### Text
I am sorry if this is a naive question. Both are based on LLVM, so what are the use cases where a person would use one over the other and vice versa?
As the LFortran page says, it “can execute user’s code interactively to allow exploratory work”, unlike a typical compiler. It will be nice when it supports arrays, which are on the roadmap.
I see. So like Jupyter notebooks. Thanks!
LLVM is an infrastructure to build compilers:
In the page https://fortran-lang.org/compilers/, one can read that the new Intel ifx
compiler and the ARM Fortran compiler also use LLVM.
Both are using LLVM to generate the object code, but their front ends - parsing the code, generating an abstract syntax tree (AST) and converting that to LLVM’s intermediate representation (IR) - are being developed by completely separate teams. Thus they are likely to have different sets of bugs and missing features. The more options we have in compilers the more likely something will be able to compile your code, and then you can submit bug reports to the others saying “they can do it, why can’t you?”
Also, as mention above, LFortran has the goal of also having an interactive capability (a REPL) and being the Fortran kernel for Jupyter notebooks (which I think they’ve already achieved).
I’ve recently started working in a team that works on F18 Flang (the new one). One of the resources they pointed me towards was this: FOSDEM 2020 - Flang : The Fortran frontend of LLVM . They didn’t mention LFortran though, that’s why I asked.
Anyway, I appreciate the responses. For some reason it didn’t strike me that adding interactive functionality requires a whole different compiler, but then I remembered iPython and Jupyter.
There are also several C compilers that use LLVM, but only one, CLANG, is an integral part of the LLVM project. As pmk pointed out, there is also an LLVM Fortran compiler under development, based on what started as F18. There are other Fortran compilers that use parts of LLVM, but only the F18-baased one is an official part of the LLVM project, and is now called FLANG. (I’ve heard that the previous “pretenders” that fancied themselves as “Flang” are now informally referred to as “Flung”. )
That is a very interesting take.
The classic Flang frontend (GitHub - flang-compiler/flang: Flang is a Fortran language front-end designed for integration with LLVM.) continues to be developed and is the base of at least the Arm, AMD and Huawei Fortran compilers. The plan is to eventually move to using the F18 (or llvm/flang) frontend when it becomes ready. Classic Flang frontend community members are also part of the F18 community and make contributions to F18.
I’m so old that I remember when g95 was a better compiler than gfortran . Which open source effort is in the lead can change over time.
I cannot use Flang because it has trouble with I/O of derived types. Maybe someone in the GSoC can work on this, after checking with their mentor. This program causes an ICE for
clang version 7.0.1
Target: x86_64-pc-linux-gnu
Thread model: posix
program main
! 12/19/2020 07:55 PM -- crash the flang compiler, reported at https://github.com/flang-compiler/flang/issues/961
implicit none
type :: foo
integer :: bar
end type foo
type(foo) :: x(1)

### Work instructions
**A)** For the Fortran compiler discussion, say whether each statement agrees with it. Answer yes or no, and quote the words that decide it.
(i) LFortran can run a user's code interactively.
(ii) Only one C compiler uses LLVM.
(iii) The classic Flang frontend is the base of the Arm, AMD and Huawei Fortran compilers.
**B)** Go on with the Fortran compiler discussion from the point where it stops.
The rows are not needed for this work.

### Material
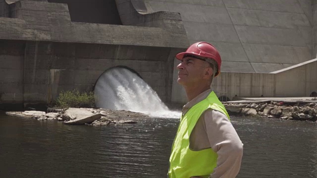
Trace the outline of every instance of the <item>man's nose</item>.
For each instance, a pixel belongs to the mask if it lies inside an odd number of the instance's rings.
[[[184,65],[183,65],[183,62],[181,62],[179,64],[177,65],[177,69],[184,69]]]

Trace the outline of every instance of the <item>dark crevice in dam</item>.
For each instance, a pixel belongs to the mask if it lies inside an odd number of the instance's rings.
[[[72,22],[122,25],[115,1],[103,0],[48,0],[67,4]]]

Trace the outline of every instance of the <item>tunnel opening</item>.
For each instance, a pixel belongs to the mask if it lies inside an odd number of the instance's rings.
[[[106,70],[95,86],[97,107],[140,112],[157,117],[178,118],[170,111],[156,91],[133,69],[116,66]]]
[[[49,2],[67,4],[72,22],[122,25],[114,0],[48,1]]]

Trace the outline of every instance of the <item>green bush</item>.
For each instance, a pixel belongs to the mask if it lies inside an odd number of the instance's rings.
[[[77,89],[72,91],[62,91],[56,99],[56,107],[94,108],[95,96],[93,91],[81,92]]]

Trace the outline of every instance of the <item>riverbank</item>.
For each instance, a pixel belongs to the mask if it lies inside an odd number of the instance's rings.
[[[135,124],[134,118],[147,118],[143,113],[125,110],[111,110],[103,108],[75,108],[57,109],[52,112],[38,111],[6,112],[5,114],[41,120],[57,120],[64,124],[104,126],[111,124]],[[132,119],[133,120],[133,119]]]
[[[317,101],[269,101],[265,99],[227,102],[224,106],[230,115],[275,118],[284,120],[317,120]]]

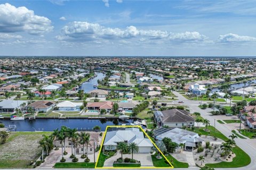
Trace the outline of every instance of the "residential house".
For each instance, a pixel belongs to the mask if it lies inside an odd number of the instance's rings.
[[[201,95],[202,94],[205,94],[207,91],[207,89],[205,88],[205,86],[199,85],[198,83],[195,84],[191,84],[189,88],[189,91],[192,92],[193,94],[197,95]]]
[[[86,108],[88,110],[99,110],[105,109],[107,113],[110,113],[113,107],[113,103],[110,101],[88,103]]]
[[[202,144],[203,141],[198,133],[177,128],[172,129],[161,128],[154,130],[153,133],[157,140],[162,141],[167,138],[178,144],[183,144],[185,150],[193,150],[194,148]]]
[[[91,97],[104,98],[108,96],[108,92],[107,90],[101,89],[95,89],[89,92]]]
[[[55,103],[49,101],[36,101],[28,105],[26,108],[31,107],[35,112],[47,112],[54,106]]]
[[[169,128],[182,128],[195,124],[195,120],[189,115],[189,112],[185,110],[174,108],[157,110],[154,113],[154,117],[157,125],[160,126],[166,125]]]
[[[56,107],[59,110],[80,110],[80,107],[83,105],[82,102],[71,102],[70,101],[64,101],[57,104]]]
[[[0,113],[14,113],[15,110],[20,108],[23,103],[27,104],[27,101],[12,100],[0,101]]]
[[[135,143],[139,147],[139,153],[149,153],[153,144],[149,139],[144,137],[143,132],[138,128],[120,128],[118,130],[108,131],[103,144],[103,150],[117,149],[121,142],[127,144]]]

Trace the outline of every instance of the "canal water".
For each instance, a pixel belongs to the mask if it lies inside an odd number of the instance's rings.
[[[249,86],[251,83],[256,83],[256,80],[250,80],[246,82],[245,83],[245,86]],[[235,90],[237,89],[242,88],[244,86],[244,84],[243,83],[238,83],[230,84],[231,87],[229,88],[229,90]],[[220,92],[221,89],[219,89],[218,88],[212,88],[211,90],[211,92]]]
[[[52,131],[53,130],[66,126],[78,130],[92,130],[96,125],[101,128],[101,131],[105,131],[108,125],[118,125],[122,124],[130,125],[132,120],[122,121],[118,119],[66,119],[59,120],[53,118],[37,118],[35,120],[26,119],[24,121],[10,121],[7,120],[0,120],[0,123],[3,123],[6,127],[9,125],[16,125],[17,131]]]
[[[97,87],[93,87],[94,84],[98,85],[98,80],[103,79],[105,77],[105,75],[102,73],[97,73],[97,76],[90,79],[89,81],[83,82],[81,86],[79,88],[79,90],[84,90],[85,93],[97,89]]]

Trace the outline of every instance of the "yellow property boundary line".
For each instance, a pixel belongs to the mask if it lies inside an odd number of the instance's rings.
[[[143,132],[143,133],[144,133],[144,134],[146,134],[146,135],[148,137],[148,138],[150,140],[150,141],[152,142],[152,143],[153,143],[154,146],[156,147],[156,148],[158,150],[158,151],[161,154],[161,155],[164,157],[164,158],[165,159],[165,160],[168,162],[168,163],[171,165],[170,167],[149,167],[149,166],[143,166],[143,167],[97,167],[97,164],[98,164],[98,160],[99,160],[99,158],[100,157],[100,153],[101,152],[101,150],[102,149],[102,146],[103,146],[103,143],[104,142],[104,140],[105,139],[105,137],[106,137],[106,134],[107,134],[107,130],[108,129],[108,128],[139,128],[140,129],[141,129],[142,130],[142,131]],[[147,133],[146,133],[146,132],[143,130],[143,129],[141,128],[141,126],[139,126],[139,125],[134,125],[134,126],[107,126],[107,127],[106,128],[106,130],[105,130],[105,132],[104,133],[104,135],[103,136],[103,138],[102,138],[102,141],[101,142],[101,144],[100,146],[100,150],[99,150],[99,155],[98,155],[98,158],[97,158],[97,162],[96,162],[96,164],[95,165],[95,169],[120,169],[120,168],[122,168],[122,169],[134,169],[134,168],[136,168],[136,169],[146,169],[146,168],[147,168],[147,169],[158,169],[158,168],[173,168],[173,166],[172,165],[172,164],[171,164],[171,163],[170,162],[170,161],[167,159],[167,158],[165,157],[165,156],[164,156],[164,155],[162,152],[162,151],[160,150],[160,149],[158,148],[158,147],[157,147],[157,146],[156,146],[156,144],[155,143],[155,142],[154,142],[151,139],[150,137],[147,134]]]

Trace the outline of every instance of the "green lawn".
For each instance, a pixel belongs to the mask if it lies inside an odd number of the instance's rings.
[[[205,166],[212,168],[237,168],[248,165],[251,163],[251,158],[239,147],[233,148],[236,156],[231,162],[222,162],[216,164],[206,164]]]
[[[246,139],[246,138],[244,138],[244,137],[238,133],[237,133],[234,130],[233,130],[231,131],[232,132],[232,133],[236,135],[237,137],[238,137],[239,138],[243,139]]]
[[[105,162],[106,158],[108,156],[102,154],[102,152],[100,152],[100,157],[97,160],[97,167],[101,167],[104,166],[104,163]]]
[[[217,122],[219,122],[219,123],[220,123],[220,124],[224,124],[224,122],[223,122],[221,121],[221,120],[218,120]]]
[[[155,155],[151,155],[152,162],[153,162],[154,166],[157,167],[170,167],[168,162],[165,160],[163,156],[162,159],[157,159]],[[182,163],[178,161],[171,155],[166,157],[169,162],[172,164],[174,168],[188,168],[188,164],[187,163]]]
[[[237,130],[239,132],[239,129]],[[253,135],[256,135],[256,133],[248,132],[243,129],[241,129],[241,132],[240,132],[244,136],[249,138],[250,139],[254,139],[253,138]]]
[[[233,112],[231,110],[231,107],[229,106],[224,106],[227,109],[227,113],[233,114]]]
[[[243,96],[232,96],[232,99],[234,100],[242,100]],[[247,101],[251,101],[253,100],[256,100],[256,98],[248,98],[245,97],[244,99]]]
[[[94,168],[94,163],[57,163],[54,168]]]
[[[222,121],[225,122],[226,123],[239,123],[241,122],[241,120],[222,120]]]
[[[206,129],[205,127],[201,127],[199,128],[195,128],[195,130],[194,131],[196,133],[200,133],[201,134],[206,135],[207,134],[209,136],[216,137],[218,138],[221,139],[223,140],[227,140],[228,138],[224,135],[218,130],[215,129],[214,132],[214,128],[212,126],[208,126],[207,129],[210,130],[210,132],[205,132],[204,130],[204,129]],[[190,128],[187,128],[187,130],[191,131]]]
[[[113,164],[114,167],[140,167],[140,164]]]
[[[132,98],[133,100],[143,100],[145,99],[144,97],[141,96],[136,96],[135,97]]]

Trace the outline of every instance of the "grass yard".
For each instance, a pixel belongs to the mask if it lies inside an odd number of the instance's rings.
[[[225,135],[224,135],[217,129],[215,129],[214,132],[214,128],[213,126],[208,126],[207,129],[210,130],[210,132],[205,132],[204,130],[204,129],[206,129],[206,128],[205,127],[201,127],[199,128],[195,128],[194,132],[197,133],[200,133],[201,134],[203,134],[203,135],[208,135],[209,136],[216,137],[218,138],[221,139],[224,141],[227,140],[228,139],[228,138],[227,138]],[[187,128],[187,130],[191,131],[190,128]]]
[[[145,98],[141,96],[136,96],[135,97],[132,98],[133,100],[144,100]]]
[[[237,130],[239,132],[239,129]],[[241,132],[240,132],[244,136],[249,138],[250,139],[254,139],[253,136],[256,135],[256,133],[248,132],[243,129],[241,129]]]
[[[157,167],[171,167],[168,162],[162,156],[162,159],[157,159],[155,155],[151,155],[152,162],[153,162],[154,166]],[[176,159],[173,157],[171,155],[166,157],[166,158],[171,162],[174,168],[188,168],[188,164],[187,163],[182,163],[178,161]]]
[[[97,167],[102,167],[104,166],[104,163],[107,157],[107,155],[103,154],[102,151],[100,152],[99,159],[97,160]]]
[[[243,100],[243,96],[232,96],[232,99],[234,100],[239,100],[241,101]],[[247,101],[251,101],[252,100],[256,100],[256,98],[248,98],[245,97],[244,99]]]
[[[232,133],[236,135],[237,137],[238,137],[239,138],[243,139],[246,139],[246,138],[244,138],[244,137],[238,133],[237,133],[234,130],[233,130],[231,131],[232,132]]]
[[[57,163],[54,168],[94,168],[94,163]]]
[[[113,164],[114,167],[140,167],[140,164]]]
[[[225,124],[221,120],[218,120],[218,122],[220,123],[220,124]]]
[[[42,153],[38,141],[51,132],[11,132],[6,142],[0,144],[0,168],[29,168]]]
[[[206,164],[205,166],[212,168],[238,168],[245,166],[251,163],[251,158],[239,147],[233,148],[236,157],[231,162],[222,162],[216,164]]]
[[[226,123],[240,123],[241,122],[241,120],[222,120],[222,121],[225,122]]]

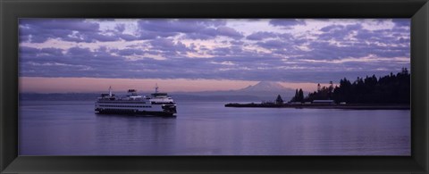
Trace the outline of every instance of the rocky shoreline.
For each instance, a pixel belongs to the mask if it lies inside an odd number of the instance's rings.
[[[409,110],[409,104],[226,104],[225,107],[296,108],[296,109],[349,109],[349,110]]]

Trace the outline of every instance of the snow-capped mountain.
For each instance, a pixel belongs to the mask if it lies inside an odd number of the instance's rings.
[[[239,91],[286,91],[290,90],[277,82],[261,81],[256,85],[248,86],[245,88],[239,89]]]

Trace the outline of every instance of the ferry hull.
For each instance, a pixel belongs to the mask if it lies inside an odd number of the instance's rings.
[[[96,109],[96,112],[100,114],[129,114],[129,115],[141,115],[141,116],[162,116],[162,117],[175,117],[176,112],[151,112],[151,111],[133,111],[133,110],[117,110],[117,109]]]

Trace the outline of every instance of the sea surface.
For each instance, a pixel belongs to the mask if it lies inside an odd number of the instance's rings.
[[[229,108],[102,115],[92,101],[20,104],[21,155],[410,155],[409,110]]]

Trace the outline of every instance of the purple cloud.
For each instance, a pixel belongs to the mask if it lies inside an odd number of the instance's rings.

### Outputs
**A)**
(i) Yes: "can execute user’s code interactively to allow exploratory work"
(ii) No: "There are also several C compilers that use LLVM, but only one, CLANG, is an integral part of the LLVM project."
(iii) Yes: "is the base of at least the Arm, AMD and Huawei Fortran compilers"

**B)**
x%bar = 0
print*,x([1])
end program main
Apologies for the issue you are facing with Flang.
Is this part of an application that is commonly used?
No, it is from a program for personal use. I am grateful for all open source efforts, and no apology is needed.
That’s an interesting topic. At some time there was a flang project, probably the first one, which still needed a proper Fortran compiler at the end to actually produce assembler code, so it only transferred the Fortran code into a parse tree. Now, as I understand the new flang/f18 already compiles code into a binary program? And that comes automatically with LLVM?
I had the same question, and it took me a fair amount of searching to find this discussion.
I’ve been following the development of flang for a while, and the opening question arises almost immediately when hearing that someone is developing an LLVM-based fortran compiler - might still be a bit until they have native code generation, but that’s flang’s main focus right now. Their current development tracker & integration branch is GitHub - flang-compiler/f18-llvm-project at fir-dev
The goals of lfortran sound awesome, and IMO are largely overlapping with what the flang-in-LLVM is doing (perhaps with the addition of the interactive REPL). It’s possible that the projects are not as compatible as it appears of course.
Can anyone elaborate on why LFortran and the FLang projects can’t collaborate on a common parser? It seems having one would assist in a number of downstream projects while minimizing redundant work.
At the very least, there should be a common test case reference set. I was able to find one for F77 published by NIST, but haven’t found any others for more recent versions of Fortran.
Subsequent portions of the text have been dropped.